**The request:**
Count the lines in the items below that contain the word "Target" with its case matched exactly. Reply with only that number.

━━━ Input

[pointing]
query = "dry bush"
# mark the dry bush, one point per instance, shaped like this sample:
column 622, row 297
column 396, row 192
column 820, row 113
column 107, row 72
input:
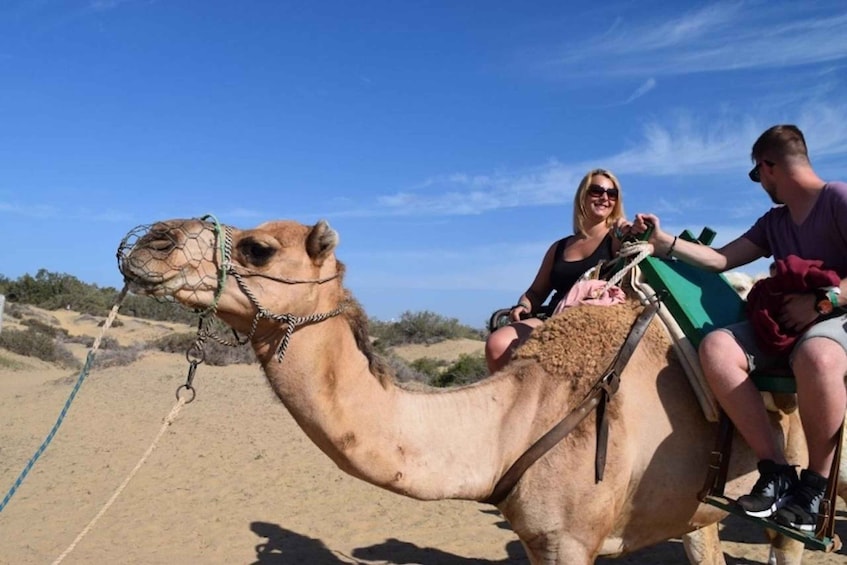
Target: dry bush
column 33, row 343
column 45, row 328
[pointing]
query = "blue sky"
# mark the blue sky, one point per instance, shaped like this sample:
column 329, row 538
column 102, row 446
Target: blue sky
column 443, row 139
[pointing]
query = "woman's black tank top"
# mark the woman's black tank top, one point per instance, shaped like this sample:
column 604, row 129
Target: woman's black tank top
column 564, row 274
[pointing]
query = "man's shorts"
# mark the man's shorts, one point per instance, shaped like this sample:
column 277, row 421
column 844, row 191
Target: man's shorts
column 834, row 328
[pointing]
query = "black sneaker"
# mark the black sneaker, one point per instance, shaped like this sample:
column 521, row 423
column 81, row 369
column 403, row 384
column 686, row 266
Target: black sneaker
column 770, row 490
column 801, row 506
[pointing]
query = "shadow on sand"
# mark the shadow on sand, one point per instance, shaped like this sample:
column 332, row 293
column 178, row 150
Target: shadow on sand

━━━━━━
━━━ Input

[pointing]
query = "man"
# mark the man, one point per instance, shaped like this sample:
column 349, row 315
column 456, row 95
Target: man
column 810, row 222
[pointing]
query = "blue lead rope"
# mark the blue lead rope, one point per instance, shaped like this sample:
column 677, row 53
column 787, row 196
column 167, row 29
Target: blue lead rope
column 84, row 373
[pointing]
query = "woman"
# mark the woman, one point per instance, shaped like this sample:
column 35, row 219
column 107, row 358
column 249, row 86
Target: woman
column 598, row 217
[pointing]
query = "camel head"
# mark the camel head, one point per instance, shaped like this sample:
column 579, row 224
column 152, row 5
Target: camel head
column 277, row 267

━━━━━━

**The solution:**
10